_APPLY WHAT YOU READ_
• A. Return the portion of the pastoral notes from "Two weeks ago, I" to "in our time." word for word.
• B. According to the pastoral notes, how many ways of speaking about God's love does Carson identify in the Bible?

Pastoral Notes for Sunday, October 22, 2023

Dear Cornerstone Family,

Two weeks ago, I mentioned my intention to write several brief articles on the complexities and mysteries behind Malachi 1:2-3, “Yet I have loved Jacob but Esau I have hated.” I want to pick up that thread with you today by zeroing in on the biblical doctrine of the love of God. I italicized the words “biblical doctrine” because the love of God is often thought of in one dimensional or sentimentalized ways in our time.

When we hear, “God is love,” it is often assumed we mean that God is an old softy, a grandfather in the sky. He keeps candy in his pocket in case he passes children on the sidewalk and just loves and accepts everyone and everything no matter what. The problem with this notion is it doesn’t faithfully represent––you guessed it––the biblical doctrine of the love of God.

In the year 2000, the long-time professor of New Testament at Trinity Evangelical Divinity School, D.A. Carson, was writing a book on the love of God. After giving himself to the subject for several months, he landed on this title for his book: The Difficult Doctrine of the Love of God. Carson is onto something with that title. When we take the Bible’s teaching on the love of God seriously, we’re immediately confronted with a multifaceted and complex doctrine.

In Carson’s work, he identifies five ways the Bible speaks of God’s love. Today, I want to look at two of them with you.

First, there is the love that the Father, Son, and Holy Spirit have shared for one another from all eternity. Before anything was made, God enjoyed within himself perfect love and communion (John 3:35, 5:20, 14:31). It is this love that is the source from which every other dimension of the love of God flows. The rich love and communion of the Godhead overflows into the work of creation and providence.

Second, there is God’s providential love for everything he made. In and from the love that God enjoys within himself, he created the heavens and the earth. He declared what he made was “good” (Genesis 1:10, 12, 18, 21, 25, 31). Why is creation good? Because it is the fruit of a loving Triune Creator. This is why God cares for every part of creation, even the parts that seem insignificant like lilies of the field and birds of the air (Matthew 6:26-29). When we speak of God’s care, we are speaking of his providence. You see the word provide in the word providence for a reason!

Question 27 of the Heidelberg Catechism beautifully expresses God’s providential love in this way: “The almighty and everywhere present power of God; whereby, as it were, by his hand, he still upholds heaven and earth, with all creatures, and so governs them that herbs and grass, rain and drought, fruitful and barren years, meat and drink, health and sickness, riches and poverty, yea, all things come not by chance, but by his fatherly hand.”

Dataset excerpts
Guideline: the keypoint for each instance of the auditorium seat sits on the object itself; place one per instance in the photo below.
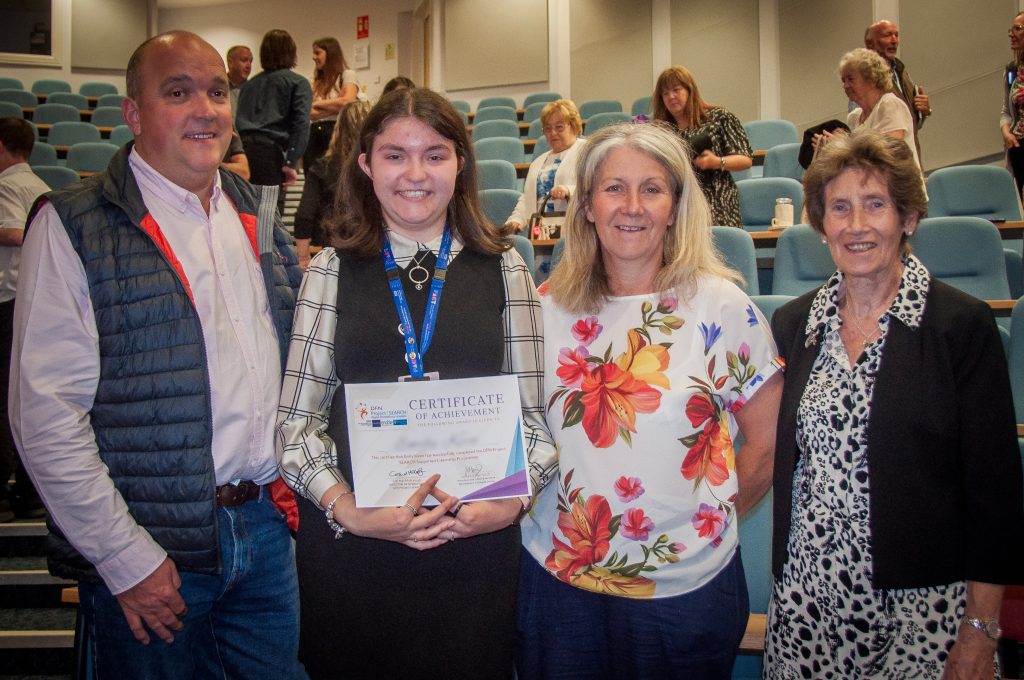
(802, 261)
(496, 114)
(540, 97)
(736, 247)
(767, 133)
(50, 85)
(488, 129)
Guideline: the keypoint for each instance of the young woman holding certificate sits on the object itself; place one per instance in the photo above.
(408, 591)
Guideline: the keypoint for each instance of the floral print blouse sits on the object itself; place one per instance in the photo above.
(641, 400)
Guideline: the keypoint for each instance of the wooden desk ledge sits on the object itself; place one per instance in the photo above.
(754, 636)
(1001, 307)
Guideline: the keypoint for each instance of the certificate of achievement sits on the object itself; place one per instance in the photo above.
(469, 431)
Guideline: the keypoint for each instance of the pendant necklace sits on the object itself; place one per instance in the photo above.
(852, 316)
(418, 264)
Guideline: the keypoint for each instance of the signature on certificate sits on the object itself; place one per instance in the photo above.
(412, 472)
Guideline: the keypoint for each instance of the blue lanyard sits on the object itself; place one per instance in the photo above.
(414, 351)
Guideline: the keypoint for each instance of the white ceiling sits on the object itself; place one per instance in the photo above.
(174, 4)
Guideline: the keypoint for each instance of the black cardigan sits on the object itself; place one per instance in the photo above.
(944, 467)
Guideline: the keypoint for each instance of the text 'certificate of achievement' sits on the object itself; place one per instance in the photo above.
(469, 431)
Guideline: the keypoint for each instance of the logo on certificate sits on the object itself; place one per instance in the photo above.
(380, 416)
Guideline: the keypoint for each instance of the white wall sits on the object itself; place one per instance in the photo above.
(62, 48)
(757, 57)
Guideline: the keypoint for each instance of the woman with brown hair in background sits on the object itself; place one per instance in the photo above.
(334, 86)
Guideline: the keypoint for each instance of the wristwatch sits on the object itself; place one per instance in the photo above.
(989, 627)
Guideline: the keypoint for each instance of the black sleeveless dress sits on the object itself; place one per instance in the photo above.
(373, 608)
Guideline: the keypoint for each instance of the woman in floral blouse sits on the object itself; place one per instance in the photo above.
(652, 358)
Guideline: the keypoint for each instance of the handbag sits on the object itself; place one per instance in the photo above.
(545, 225)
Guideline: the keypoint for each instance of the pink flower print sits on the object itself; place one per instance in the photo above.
(636, 524)
(587, 330)
(710, 522)
(629, 489)
(743, 353)
(572, 366)
(674, 551)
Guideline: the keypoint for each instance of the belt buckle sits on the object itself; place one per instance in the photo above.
(233, 495)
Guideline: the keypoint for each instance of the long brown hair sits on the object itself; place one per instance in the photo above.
(359, 223)
(326, 78)
(696, 108)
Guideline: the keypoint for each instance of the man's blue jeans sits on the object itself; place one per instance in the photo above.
(243, 623)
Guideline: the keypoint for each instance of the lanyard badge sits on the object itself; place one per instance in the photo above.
(415, 350)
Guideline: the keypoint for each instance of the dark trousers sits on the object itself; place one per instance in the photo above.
(9, 462)
(320, 140)
(1016, 156)
(266, 159)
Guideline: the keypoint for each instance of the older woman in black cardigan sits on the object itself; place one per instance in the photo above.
(898, 508)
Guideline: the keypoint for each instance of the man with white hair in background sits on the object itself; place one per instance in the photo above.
(883, 37)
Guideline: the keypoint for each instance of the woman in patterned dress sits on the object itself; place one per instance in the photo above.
(897, 474)
(653, 356)
(1012, 116)
(716, 137)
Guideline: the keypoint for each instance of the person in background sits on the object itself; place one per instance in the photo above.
(235, 158)
(272, 117)
(240, 65)
(18, 189)
(334, 86)
(717, 139)
(654, 363)
(1012, 116)
(866, 82)
(151, 326)
(553, 171)
(318, 194)
(396, 82)
(422, 592)
(883, 37)
(898, 492)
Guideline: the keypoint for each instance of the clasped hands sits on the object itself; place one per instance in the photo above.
(423, 528)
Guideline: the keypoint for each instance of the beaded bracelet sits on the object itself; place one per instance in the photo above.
(329, 513)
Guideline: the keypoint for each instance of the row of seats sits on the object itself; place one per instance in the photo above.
(67, 133)
(965, 252)
(50, 85)
(47, 114)
(28, 103)
(534, 103)
(83, 157)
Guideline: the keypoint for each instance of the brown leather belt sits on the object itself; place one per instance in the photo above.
(232, 495)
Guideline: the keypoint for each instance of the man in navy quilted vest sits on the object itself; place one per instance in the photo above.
(152, 320)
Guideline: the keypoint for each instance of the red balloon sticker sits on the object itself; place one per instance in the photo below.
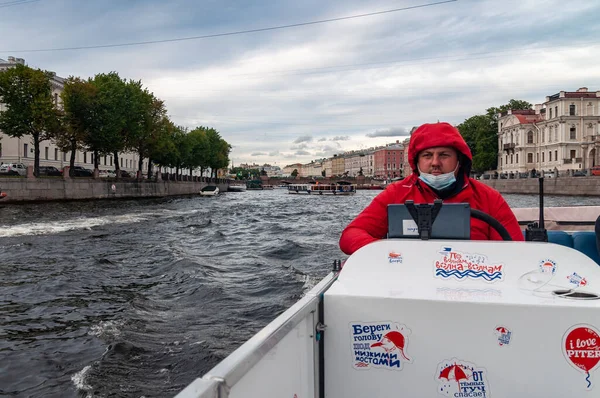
(581, 346)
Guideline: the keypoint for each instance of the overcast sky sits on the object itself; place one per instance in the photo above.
(300, 93)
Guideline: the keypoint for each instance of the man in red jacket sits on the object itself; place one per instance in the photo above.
(441, 163)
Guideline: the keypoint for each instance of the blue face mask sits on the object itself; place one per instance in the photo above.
(438, 182)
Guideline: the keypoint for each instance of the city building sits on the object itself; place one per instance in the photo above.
(560, 134)
(21, 150)
(389, 161)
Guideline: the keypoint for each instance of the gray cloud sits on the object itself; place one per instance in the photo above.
(301, 146)
(390, 132)
(304, 138)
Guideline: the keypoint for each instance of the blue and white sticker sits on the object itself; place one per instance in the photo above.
(461, 266)
(458, 378)
(379, 345)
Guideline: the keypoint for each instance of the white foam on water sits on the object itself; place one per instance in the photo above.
(79, 379)
(47, 228)
(106, 329)
(84, 223)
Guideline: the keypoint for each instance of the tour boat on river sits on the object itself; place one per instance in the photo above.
(426, 314)
(337, 188)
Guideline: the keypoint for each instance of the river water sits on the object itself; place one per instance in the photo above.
(137, 298)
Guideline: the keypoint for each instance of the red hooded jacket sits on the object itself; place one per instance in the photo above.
(372, 223)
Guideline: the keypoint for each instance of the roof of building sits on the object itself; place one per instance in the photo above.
(528, 119)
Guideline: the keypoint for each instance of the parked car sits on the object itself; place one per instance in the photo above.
(50, 171)
(79, 171)
(13, 169)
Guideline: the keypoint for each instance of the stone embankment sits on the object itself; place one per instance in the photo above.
(568, 186)
(20, 189)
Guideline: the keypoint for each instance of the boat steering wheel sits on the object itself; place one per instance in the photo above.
(492, 222)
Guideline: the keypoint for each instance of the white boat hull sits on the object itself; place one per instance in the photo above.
(430, 318)
(236, 188)
(212, 192)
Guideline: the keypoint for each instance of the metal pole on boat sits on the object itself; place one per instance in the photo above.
(536, 231)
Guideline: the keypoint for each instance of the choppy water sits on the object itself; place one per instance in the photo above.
(138, 298)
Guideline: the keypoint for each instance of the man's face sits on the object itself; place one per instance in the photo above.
(438, 160)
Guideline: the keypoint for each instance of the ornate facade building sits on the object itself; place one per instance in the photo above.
(560, 134)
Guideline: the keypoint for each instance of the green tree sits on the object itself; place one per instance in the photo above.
(481, 134)
(151, 114)
(27, 95)
(79, 105)
(218, 151)
(199, 151)
(111, 116)
(163, 151)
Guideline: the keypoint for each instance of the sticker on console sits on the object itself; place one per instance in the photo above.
(503, 334)
(394, 257)
(458, 378)
(577, 279)
(548, 266)
(461, 266)
(581, 347)
(378, 345)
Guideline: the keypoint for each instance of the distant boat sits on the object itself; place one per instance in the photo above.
(210, 190)
(338, 188)
(236, 187)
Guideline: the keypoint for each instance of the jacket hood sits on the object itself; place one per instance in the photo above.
(438, 134)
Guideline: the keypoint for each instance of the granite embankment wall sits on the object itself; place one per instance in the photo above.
(56, 189)
(568, 186)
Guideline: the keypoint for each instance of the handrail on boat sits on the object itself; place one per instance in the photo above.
(219, 380)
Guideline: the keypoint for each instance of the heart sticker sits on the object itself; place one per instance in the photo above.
(581, 347)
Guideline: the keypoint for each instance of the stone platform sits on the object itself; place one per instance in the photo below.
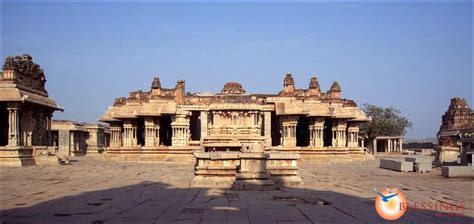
(153, 154)
(94, 191)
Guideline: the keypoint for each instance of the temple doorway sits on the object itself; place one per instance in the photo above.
(327, 138)
(302, 131)
(3, 125)
(195, 125)
(165, 130)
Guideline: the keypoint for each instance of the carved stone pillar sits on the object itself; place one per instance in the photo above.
(204, 124)
(72, 143)
(180, 126)
(115, 136)
(268, 128)
(400, 141)
(318, 130)
(288, 124)
(130, 133)
(339, 134)
(13, 125)
(353, 134)
(49, 138)
(152, 132)
(374, 145)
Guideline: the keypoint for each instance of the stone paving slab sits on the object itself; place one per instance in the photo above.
(89, 191)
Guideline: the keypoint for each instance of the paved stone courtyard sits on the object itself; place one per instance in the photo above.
(94, 191)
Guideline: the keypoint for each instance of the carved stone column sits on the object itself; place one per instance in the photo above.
(49, 138)
(180, 126)
(130, 133)
(115, 136)
(353, 134)
(316, 132)
(72, 143)
(152, 132)
(288, 124)
(13, 125)
(401, 144)
(204, 124)
(268, 128)
(339, 134)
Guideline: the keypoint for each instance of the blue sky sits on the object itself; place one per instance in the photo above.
(413, 56)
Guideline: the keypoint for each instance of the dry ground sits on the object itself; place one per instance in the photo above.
(94, 191)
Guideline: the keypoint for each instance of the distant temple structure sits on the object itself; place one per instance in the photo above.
(304, 118)
(456, 134)
(25, 112)
(235, 137)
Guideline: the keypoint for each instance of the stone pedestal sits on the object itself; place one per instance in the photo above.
(253, 173)
(215, 169)
(283, 168)
(446, 154)
(16, 156)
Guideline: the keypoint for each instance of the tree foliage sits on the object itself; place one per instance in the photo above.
(385, 122)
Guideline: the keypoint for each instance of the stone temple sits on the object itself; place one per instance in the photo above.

_ANSWER SECTION_
• A.
Two weeks ago, I mentioned my intention to write several brief articles on the complexities and mysteries behind Malachi 1:2-3, “Yet I have loved Jacob but Esau I have hated.” I want to pick up that thread with you today by zeroing in on the biblical doctrine of the love of God. I italicized the words “biblical doctrine” because the love of God is often thought of in one dimensional or sentimentalized ways in our time.

• B. Five.